Convert the rows into a JSON list of strings, one string per line with blank lines omitted, starting at the line containing "I would be grateful if you could spot the blonde" and ending at the line containing "(1136, 809)", both lines included.

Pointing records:

══════

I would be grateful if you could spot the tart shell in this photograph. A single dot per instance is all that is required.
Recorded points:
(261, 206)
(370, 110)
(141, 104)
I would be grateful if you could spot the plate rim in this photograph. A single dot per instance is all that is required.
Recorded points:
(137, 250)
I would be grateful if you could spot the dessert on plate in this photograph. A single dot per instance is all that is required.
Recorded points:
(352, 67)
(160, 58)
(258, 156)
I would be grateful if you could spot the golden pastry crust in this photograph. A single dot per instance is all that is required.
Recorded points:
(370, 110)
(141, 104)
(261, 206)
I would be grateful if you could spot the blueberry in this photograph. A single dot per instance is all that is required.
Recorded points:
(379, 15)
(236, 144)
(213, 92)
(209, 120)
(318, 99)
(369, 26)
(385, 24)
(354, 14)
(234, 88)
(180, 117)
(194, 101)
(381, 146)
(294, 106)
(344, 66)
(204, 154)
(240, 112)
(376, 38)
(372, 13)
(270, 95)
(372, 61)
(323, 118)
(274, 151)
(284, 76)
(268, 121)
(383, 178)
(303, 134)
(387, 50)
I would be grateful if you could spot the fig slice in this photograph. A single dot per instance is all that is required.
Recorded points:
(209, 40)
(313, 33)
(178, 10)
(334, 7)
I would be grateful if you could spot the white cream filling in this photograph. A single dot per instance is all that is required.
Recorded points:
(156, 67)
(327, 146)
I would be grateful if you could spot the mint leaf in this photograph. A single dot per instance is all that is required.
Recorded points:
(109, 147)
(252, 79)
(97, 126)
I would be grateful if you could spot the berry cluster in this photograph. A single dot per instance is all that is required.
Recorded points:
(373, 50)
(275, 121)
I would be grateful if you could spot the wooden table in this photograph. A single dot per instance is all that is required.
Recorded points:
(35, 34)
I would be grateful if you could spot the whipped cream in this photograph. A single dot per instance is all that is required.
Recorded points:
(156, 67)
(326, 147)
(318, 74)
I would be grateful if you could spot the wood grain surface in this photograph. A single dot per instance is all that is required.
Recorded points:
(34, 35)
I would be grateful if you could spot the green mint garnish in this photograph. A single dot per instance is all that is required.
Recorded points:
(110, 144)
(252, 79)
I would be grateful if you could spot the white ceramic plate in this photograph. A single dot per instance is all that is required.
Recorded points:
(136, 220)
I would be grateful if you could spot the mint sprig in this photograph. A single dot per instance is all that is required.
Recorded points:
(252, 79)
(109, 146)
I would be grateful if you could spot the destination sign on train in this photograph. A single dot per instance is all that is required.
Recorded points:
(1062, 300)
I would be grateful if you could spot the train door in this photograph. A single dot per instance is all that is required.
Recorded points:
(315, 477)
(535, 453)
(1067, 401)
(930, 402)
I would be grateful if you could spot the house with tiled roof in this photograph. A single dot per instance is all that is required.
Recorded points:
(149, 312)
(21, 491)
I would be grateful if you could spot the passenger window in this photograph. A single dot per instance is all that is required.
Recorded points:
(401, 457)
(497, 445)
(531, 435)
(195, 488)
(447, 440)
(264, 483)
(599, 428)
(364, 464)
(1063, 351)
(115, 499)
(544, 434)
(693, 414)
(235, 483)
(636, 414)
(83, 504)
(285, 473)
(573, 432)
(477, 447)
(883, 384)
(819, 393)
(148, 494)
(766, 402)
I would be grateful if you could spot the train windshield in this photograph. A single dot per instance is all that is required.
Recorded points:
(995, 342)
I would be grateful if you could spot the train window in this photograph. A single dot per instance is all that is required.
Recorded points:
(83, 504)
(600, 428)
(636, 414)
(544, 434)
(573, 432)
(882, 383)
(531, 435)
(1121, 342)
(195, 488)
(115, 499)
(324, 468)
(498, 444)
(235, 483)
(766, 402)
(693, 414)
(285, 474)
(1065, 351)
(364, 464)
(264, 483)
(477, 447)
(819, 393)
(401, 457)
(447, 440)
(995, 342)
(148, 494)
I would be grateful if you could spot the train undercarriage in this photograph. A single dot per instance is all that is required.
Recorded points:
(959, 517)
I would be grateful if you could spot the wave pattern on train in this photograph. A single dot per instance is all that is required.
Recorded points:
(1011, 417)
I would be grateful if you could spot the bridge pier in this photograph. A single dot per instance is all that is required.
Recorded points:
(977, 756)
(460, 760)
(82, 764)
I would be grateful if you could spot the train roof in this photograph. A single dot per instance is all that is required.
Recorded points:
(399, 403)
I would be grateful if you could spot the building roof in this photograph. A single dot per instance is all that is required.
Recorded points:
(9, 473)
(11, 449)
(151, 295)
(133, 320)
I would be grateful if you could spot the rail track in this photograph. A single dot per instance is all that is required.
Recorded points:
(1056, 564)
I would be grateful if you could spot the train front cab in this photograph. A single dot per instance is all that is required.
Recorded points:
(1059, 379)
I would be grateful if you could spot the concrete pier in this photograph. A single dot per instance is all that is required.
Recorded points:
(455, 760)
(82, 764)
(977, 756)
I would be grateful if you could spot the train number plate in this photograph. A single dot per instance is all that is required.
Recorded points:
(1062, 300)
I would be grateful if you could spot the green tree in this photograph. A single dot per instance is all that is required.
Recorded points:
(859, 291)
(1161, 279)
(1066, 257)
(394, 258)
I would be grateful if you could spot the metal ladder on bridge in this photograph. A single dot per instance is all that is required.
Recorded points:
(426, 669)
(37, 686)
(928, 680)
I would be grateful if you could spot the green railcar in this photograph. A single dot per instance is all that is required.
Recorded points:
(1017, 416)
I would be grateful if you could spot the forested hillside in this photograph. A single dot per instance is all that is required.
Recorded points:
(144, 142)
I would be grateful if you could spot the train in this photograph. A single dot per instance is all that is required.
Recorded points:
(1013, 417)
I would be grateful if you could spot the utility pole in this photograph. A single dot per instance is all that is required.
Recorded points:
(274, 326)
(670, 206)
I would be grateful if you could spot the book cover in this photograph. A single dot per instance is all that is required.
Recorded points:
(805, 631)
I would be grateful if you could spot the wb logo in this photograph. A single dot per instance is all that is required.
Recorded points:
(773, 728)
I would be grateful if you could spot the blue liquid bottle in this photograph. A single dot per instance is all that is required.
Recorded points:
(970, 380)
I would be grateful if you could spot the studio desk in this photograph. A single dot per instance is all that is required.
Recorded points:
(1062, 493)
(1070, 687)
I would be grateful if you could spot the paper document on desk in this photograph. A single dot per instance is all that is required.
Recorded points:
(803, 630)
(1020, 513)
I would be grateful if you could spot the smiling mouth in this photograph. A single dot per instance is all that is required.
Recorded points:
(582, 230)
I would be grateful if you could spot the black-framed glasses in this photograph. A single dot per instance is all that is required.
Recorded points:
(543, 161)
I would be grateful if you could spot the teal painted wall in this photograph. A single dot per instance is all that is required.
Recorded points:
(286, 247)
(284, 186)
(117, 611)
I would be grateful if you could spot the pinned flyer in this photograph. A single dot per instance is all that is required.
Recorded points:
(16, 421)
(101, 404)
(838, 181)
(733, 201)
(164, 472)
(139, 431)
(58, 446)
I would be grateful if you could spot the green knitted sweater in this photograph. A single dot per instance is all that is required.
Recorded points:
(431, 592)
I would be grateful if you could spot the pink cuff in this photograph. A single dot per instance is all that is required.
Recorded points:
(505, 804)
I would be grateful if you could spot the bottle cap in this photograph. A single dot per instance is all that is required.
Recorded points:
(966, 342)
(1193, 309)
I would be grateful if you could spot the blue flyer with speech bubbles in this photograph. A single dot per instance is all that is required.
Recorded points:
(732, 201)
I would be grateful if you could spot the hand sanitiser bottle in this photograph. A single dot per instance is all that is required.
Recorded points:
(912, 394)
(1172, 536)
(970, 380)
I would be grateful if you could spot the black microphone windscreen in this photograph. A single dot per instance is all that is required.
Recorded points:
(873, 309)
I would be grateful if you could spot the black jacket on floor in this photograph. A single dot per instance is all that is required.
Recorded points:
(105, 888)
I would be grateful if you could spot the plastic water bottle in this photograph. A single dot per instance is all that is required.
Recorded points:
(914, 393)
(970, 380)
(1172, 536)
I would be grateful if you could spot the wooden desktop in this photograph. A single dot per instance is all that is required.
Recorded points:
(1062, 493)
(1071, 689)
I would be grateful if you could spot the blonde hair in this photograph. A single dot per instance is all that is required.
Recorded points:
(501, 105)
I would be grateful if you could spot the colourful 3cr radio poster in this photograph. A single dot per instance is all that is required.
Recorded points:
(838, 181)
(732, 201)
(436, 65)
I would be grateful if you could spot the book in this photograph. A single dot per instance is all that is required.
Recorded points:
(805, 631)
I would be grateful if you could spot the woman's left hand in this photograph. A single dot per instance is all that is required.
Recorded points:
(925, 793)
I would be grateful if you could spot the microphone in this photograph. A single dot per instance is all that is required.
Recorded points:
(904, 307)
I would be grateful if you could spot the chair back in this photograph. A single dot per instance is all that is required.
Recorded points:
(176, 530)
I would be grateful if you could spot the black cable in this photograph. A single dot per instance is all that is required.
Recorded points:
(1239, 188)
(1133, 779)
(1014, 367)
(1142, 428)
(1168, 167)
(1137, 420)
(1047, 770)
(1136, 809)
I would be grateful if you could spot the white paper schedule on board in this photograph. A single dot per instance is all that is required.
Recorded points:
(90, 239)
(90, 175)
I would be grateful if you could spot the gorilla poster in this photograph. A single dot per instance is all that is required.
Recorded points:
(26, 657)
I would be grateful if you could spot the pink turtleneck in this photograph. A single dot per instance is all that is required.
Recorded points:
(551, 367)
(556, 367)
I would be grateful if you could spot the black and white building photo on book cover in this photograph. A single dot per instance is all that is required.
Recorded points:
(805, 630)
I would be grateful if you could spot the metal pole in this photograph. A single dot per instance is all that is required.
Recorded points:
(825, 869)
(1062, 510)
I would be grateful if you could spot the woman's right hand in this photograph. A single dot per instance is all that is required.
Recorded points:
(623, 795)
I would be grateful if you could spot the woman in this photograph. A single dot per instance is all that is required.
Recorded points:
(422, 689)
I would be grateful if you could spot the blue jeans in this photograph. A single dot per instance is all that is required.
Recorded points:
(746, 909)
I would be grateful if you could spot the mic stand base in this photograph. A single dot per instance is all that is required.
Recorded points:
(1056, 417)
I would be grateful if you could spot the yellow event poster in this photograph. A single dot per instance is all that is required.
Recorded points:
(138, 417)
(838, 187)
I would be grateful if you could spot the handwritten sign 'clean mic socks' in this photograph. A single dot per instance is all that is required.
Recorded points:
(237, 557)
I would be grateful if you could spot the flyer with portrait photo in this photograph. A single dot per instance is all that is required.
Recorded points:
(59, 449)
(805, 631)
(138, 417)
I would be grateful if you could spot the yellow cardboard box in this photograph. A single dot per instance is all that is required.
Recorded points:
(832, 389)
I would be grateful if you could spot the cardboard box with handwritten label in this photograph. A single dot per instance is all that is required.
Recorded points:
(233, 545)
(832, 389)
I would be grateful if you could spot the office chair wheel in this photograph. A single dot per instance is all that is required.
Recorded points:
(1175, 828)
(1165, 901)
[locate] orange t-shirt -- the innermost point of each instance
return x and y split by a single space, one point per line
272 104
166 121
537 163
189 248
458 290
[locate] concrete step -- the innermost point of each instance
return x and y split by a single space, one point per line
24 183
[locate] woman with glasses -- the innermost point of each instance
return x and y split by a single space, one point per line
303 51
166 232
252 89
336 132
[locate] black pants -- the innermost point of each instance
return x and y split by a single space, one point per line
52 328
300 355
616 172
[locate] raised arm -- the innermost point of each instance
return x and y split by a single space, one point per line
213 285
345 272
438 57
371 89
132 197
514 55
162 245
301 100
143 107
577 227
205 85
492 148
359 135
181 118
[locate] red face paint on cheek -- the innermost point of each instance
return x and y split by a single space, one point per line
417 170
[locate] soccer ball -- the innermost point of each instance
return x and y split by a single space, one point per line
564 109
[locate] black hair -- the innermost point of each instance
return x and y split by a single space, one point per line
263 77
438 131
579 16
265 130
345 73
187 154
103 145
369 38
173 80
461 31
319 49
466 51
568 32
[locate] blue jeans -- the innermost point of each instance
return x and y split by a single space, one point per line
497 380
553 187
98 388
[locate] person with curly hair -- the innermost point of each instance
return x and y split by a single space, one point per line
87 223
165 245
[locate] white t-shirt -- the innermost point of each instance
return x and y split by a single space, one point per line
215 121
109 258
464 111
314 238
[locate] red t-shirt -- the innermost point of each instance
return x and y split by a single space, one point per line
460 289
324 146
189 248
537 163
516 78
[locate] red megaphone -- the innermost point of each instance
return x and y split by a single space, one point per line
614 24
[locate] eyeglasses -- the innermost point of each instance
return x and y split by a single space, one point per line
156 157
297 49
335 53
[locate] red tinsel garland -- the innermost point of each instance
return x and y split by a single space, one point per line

══════

> [EXERCISE ANSWER]:
[
  "I would be grateful if you could spot the blonde hair in this photograph. A single dot per instance is all that is required.",
  "Recorded points:",
  "(501, 105)",
  "I would be grateful if you could spot the colourful 3cr radio poster in this photograph. A single dot per instance is all that is required.",
  "Recorded points:",
  "(838, 181)",
  "(732, 201)",
  "(436, 65)",
  "I would be grateful if you could spot the book in this photograph. A single dot per instance is all that is required.",
  "Recorded points:",
  "(805, 631)",
  "I would be grateful if you could spot the woman's left hand in this photograph. A single dot per instance is all that is required.",
  "Recorded points:",
  "(925, 793)",
  "I would be grateful if you could spot the microphone in this photograph. A single dot per instance is all that is required.",
  "Recorded points:",
  "(904, 307)",
  "I would be grateful if you could spot the chair back in this photograph. A single dot per instance is all that is required.",
  "Recorded points:",
  "(176, 530)",
  "I would be grateful if you could spot the black cable in this photograph. A single dot per instance is all that is required.",
  "Recorded points:",
  "(1239, 188)",
  "(1133, 779)",
  "(1014, 367)",
  "(1142, 428)",
  "(1168, 167)",
  "(1137, 420)",
  "(1047, 770)",
  "(1136, 809)"
]